Give the listing again, word for word, and let no picture into it.

[Start of section]

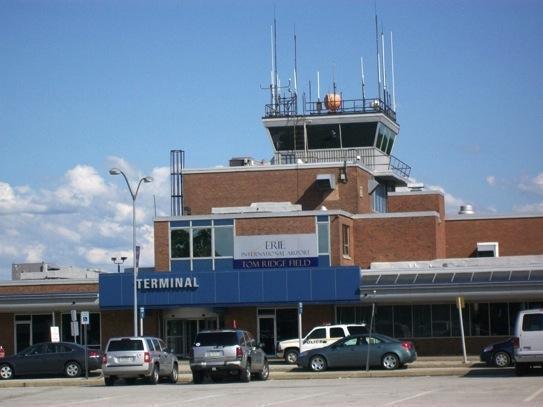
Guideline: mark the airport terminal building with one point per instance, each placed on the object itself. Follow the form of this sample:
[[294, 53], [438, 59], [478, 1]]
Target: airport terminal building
[[330, 223]]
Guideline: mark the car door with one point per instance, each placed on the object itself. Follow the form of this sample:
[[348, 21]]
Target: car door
[[344, 353], [257, 354], [315, 339], [165, 357], [31, 361], [531, 335]]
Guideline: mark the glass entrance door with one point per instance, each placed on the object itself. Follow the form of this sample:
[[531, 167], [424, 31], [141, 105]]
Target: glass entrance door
[[267, 333], [180, 333]]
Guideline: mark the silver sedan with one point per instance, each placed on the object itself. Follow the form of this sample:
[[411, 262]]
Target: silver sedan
[[352, 352]]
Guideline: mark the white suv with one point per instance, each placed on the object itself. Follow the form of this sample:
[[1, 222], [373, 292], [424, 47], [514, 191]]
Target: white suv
[[318, 337], [528, 340], [138, 357]]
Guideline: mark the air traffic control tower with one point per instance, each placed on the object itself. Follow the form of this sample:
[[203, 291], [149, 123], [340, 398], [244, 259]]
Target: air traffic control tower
[[336, 130]]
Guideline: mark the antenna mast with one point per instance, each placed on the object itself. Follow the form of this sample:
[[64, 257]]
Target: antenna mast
[[378, 57], [385, 96], [393, 81]]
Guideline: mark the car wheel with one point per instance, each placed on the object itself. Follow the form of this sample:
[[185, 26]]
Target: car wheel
[[217, 378], [245, 374], [501, 359], [109, 380], [174, 375], [72, 369], [390, 361], [153, 379], [197, 377], [521, 368], [291, 356], [265, 373], [318, 363], [6, 372]]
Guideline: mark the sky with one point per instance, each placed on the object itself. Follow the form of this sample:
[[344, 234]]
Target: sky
[[90, 85]]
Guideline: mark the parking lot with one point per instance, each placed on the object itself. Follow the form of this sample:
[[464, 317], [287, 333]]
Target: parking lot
[[506, 390]]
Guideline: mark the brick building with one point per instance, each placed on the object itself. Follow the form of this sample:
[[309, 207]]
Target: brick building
[[329, 223]]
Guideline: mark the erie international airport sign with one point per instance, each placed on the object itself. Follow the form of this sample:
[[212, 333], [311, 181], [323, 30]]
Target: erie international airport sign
[[275, 251]]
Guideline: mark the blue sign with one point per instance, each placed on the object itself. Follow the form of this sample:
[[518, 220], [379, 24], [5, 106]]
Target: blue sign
[[231, 287]]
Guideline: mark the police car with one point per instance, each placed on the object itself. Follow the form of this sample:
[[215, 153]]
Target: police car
[[318, 337]]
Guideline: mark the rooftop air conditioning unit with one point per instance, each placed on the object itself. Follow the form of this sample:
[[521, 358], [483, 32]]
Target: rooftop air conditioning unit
[[241, 161], [488, 249]]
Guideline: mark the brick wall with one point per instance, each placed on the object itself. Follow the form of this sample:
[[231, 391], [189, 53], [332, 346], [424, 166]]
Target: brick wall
[[204, 191], [7, 339], [516, 236], [49, 288], [395, 239], [417, 202], [121, 323], [162, 246]]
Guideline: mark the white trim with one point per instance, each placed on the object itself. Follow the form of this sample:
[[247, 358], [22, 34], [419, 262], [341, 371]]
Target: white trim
[[406, 193], [494, 217], [329, 213], [378, 215]]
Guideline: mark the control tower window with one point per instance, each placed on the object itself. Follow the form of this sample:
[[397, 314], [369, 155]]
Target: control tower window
[[385, 139], [323, 136], [287, 138], [358, 134]]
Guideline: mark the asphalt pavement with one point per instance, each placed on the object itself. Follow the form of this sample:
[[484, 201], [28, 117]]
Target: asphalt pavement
[[279, 370]]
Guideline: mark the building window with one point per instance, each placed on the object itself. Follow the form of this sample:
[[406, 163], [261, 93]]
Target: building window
[[224, 241], [180, 243], [202, 241], [324, 231], [345, 232], [380, 198]]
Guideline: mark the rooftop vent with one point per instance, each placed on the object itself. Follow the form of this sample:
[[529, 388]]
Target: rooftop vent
[[466, 210], [326, 181], [242, 161]]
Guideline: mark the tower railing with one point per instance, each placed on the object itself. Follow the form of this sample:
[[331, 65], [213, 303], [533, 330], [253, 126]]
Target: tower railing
[[370, 157], [287, 106]]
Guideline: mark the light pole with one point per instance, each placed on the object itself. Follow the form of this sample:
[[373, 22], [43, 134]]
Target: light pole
[[116, 171], [118, 262], [371, 326]]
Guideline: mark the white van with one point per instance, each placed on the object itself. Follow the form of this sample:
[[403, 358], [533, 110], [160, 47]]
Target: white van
[[528, 340]]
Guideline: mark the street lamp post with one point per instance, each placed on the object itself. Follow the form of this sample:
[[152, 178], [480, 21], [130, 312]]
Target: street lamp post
[[118, 261], [134, 195]]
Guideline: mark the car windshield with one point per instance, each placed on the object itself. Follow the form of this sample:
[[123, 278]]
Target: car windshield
[[357, 330], [216, 339], [125, 344]]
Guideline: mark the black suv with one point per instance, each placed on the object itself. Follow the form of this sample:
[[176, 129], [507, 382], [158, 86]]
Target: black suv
[[227, 352]]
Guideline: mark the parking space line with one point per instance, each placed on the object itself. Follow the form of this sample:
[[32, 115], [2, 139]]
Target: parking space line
[[533, 396], [89, 401], [294, 399], [409, 398], [190, 400]]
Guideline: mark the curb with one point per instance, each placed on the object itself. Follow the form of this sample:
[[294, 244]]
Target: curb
[[293, 374]]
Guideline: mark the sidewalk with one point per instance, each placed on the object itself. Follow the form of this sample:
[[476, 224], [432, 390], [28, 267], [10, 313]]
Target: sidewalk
[[423, 366]]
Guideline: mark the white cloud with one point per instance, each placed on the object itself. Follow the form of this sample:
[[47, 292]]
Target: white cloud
[[83, 184], [536, 208], [532, 185], [452, 203], [82, 221]]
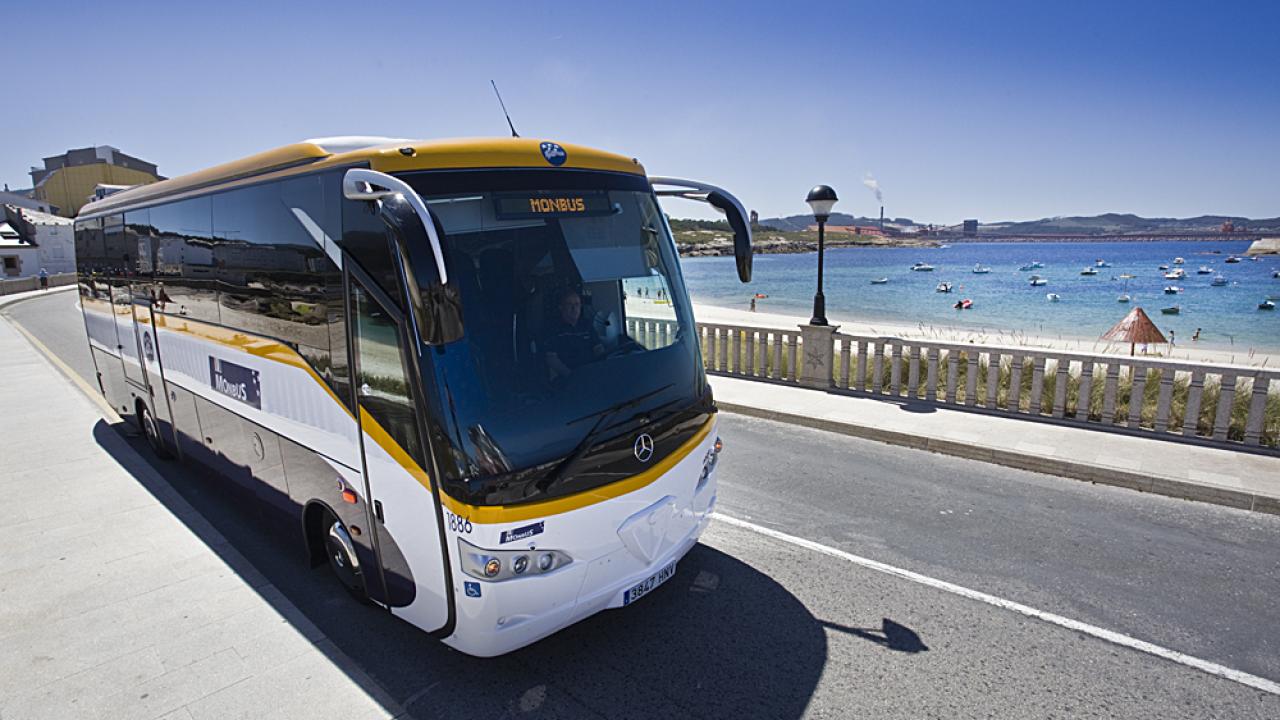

[End of section]

→ **Answer space**:
Guideline: mark the airport terminal building with one point per instance, each placed on the object itself. Follow the form of this sample:
[[294, 53], [438, 59], [478, 1]]
Target: airport terminal building
[[330, 223]]
Guideline: mark the car door with one point per instance, each placed on the object itself. Follow the form of this sample:
[[348, 21]]
Target: car door
[[344, 353], [257, 354], [315, 339], [165, 357], [31, 361], [531, 335]]
Guideline: mark the glass entrance door with one point per instance, each placed on the object itself. Follow the form of this sample:
[[531, 167], [424, 31], [141, 105]]
Target: glass entrance door
[[267, 333], [180, 333]]
Guideline: mark the silver sedan with one point per instance, each placed on the object itself. Follow the form of this sample:
[[411, 262]]
Target: silver sedan
[[352, 352]]
Guideline: mark the white suv with one point per instance, each placed on the object itself. Follow the form of this sample:
[[1, 222], [373, 292], [424, 47], [514, 191]]
Target: white suv
[[318, 337], [528, 340], [138, 357]]
Guideline: mark the air traffic control tower with one point per instance, each placed on the object itself. Follow the form of this sample:
[[203, 291], [149, 123], [340, 398], [244, 259]]
Target: air traffic control tower
[[336, 130]]
Guideline: mark the antenna mast with one point per instance, each placed on the object itself. Follow the form of this sample:
[[64, 257]]
Target: antenna mast
[[378, 57], [385, 96], [393, 81]]
Guideline: mark the car wheel with one point per instance, each placed on the object itself. Follow the form of this sample:
[[185, 26]]
Target: car wheel
[[217, 378], [245, 374], [501, 359], [109, 380], [174, 375], [72, 369], [390, 361], [153, 379], [197, 377], [521, 368], [291, 356], [265, 373], [318, 363], [6, 372]]
Guideline: mark the sky with one point per instance, each placed on the object itself. Follow the form of this sample:
[[344, 234]]
Target: sky
[[90, 85]]
Guideline: mark the parking lot with one point per instance, each placed on the object itself. Follow the form of this sample:
[[464, 317], [287, 333]]
Target: parking lot
[[506, 390]]
Guideline: mark the brick building with one point per instance, each placed on the object itself. Follow the form of this sample:
[[309, 207]]
Target: brick building
[[329, 223]]
Guideline: mark the erie international airport sign with one point per instance, each placed on the object itself. Follow the form of this sample:
[[212, 333], [311, 181], [323, 30]]
Target: erie international airport sign
[[275, 251]]
Guideline: mark the blue sign with one point per instance, each placed on the object itself. Follow the form of this sample:
[[518, 220], [379, 24], [5, 106]]
Target: blue sign
[[231, 287]]
Guideline: mark the police car with one point per instance, each placed on the object itself. Follow the form of this sample:
[[215, 153]]
Target: police car
[[318, 337]]
Guideline: mark the rooftop air conditioning unit with one point per instance, each placed on the object itself. Follow the form of this sample:
[[521, 358], [483, 32]]
Target: rooftop air conditioning unit
[[241, 161], [488, 249]]
Guideline: mark the brick wall with one point per instance, each placed on the object itself. Follow the form of this sample:
[[231, 391], [189, 53], [332, 346], [424, 166]]
Target: brick wall
[[204, 191], [7, 339], [516, 236], [49, 288], [395, 239], [417, 202], [121, 323], [162, 246]]
Guideline: mark the white trim with one point per instance, each placed on the object itself. Follow the form of this sample:
[[247, 358], [22, 34], [419, 262], [341, 371]]
Target: white trim
[[406, 193], [494, 217], [329, 213], [378, 215]]
Guideline: mark the control tower window with one point per instance, each placed on the object itself. Follow the form of this sample:
[[397, 314], [369, 155]]
Target: control tower window
[[385, 139], [323, 136], [287, 138], [358, 134]]
Guideline: mark the asphalt pavement with one point per instance, each placed on the object itself. Follow the form of this sample:
[[484, 201], [28, 117]]
Target: asphalt pavement
[[279, 370]]
Guideline: mark the building window with one point per instance, each placed on the object itself. Follow the form of this sample:
[[406, 163], [261, 93]]
Target: building window
[[224, 241], [180, 243], [202, 241], [324, 231], [345, 232], [380, 198]]
Guideline: mark the rooftop vent with one point per instance, each placed on the object itself. Follow the form of this sample:
[[529, 388]]
Target: rooftop vent
[[466, 210], [326, 181], [242, 161]]
Guideline: mark the tower railing with one point per instance, each placed on the object itself. Follow the form of this sample:
[[331, 65], [213, 303], [533, 330], [253, 126]]
Target: tower railing
[[370, 157], [287, 106]]
Guideline: mark the light pole with one point per instance, each placed on the object itself. Follow the form of this sample:
[[373, 22], [43, 134]]
Target: light pole
[[116, 171], [118, 262], [371, 326]]
Guideline: mark the white van with one point per instance, each placed on the object itself. Follow the form of this sample:
[[403, 358], [533, 110], [160, 47]]
Target: white van
[[528, 340]]
Guideline: mark the street lamp post with one point per instance, each placed on the object itself. Follow the form of this sample:
[[152, 178], [480, 21], [130, 312]]
Target: street lamp post
[[118, 261], [134, 195]]
Guideline: mark the car windshield with one point per instance, each placed on the object itself. Follow the form of this sample:
[[123, 278]]
Target: car windshield
[[357, 330], [216, 339], [125, 344]]
Guideline: mark the black suv with one point per instance, each placed on the object itself. Follow the form of this sample:
[[176, 129], [507, 382], [158, 86]]
Target: black suv
[[227, 352]]
Guideline: mark the parking space line with one point per instance, each placed on the object itself. Follow the form of this sample:
[[32, 115], [2, 139]]
Target: parking space line
[[533, 396], [89, 401], [294, 399], [409, 398], [190, 400]]
Guideline: mark the curb with one point per instance, each placed on the object itself. Follow the form of this sample:
[[294, 244]]
Target: curb
[[293, 374]]
Guideline: mark the sidewalk with one point per instance, each placed on the object itself. Follow the form of this sample:
[[476, 224], [432, 390], [28, 267], [10, 313]]
Target: sidewalk
[[423, 366]]
Guideline: mark the white cloud with one point per instance, each placed on the object itself. Follow the form of this sample:
[[47, 292]]
Target: white cloud
[[83, 184], [536, 208], [532, 185], [452, 203], [82, 221]]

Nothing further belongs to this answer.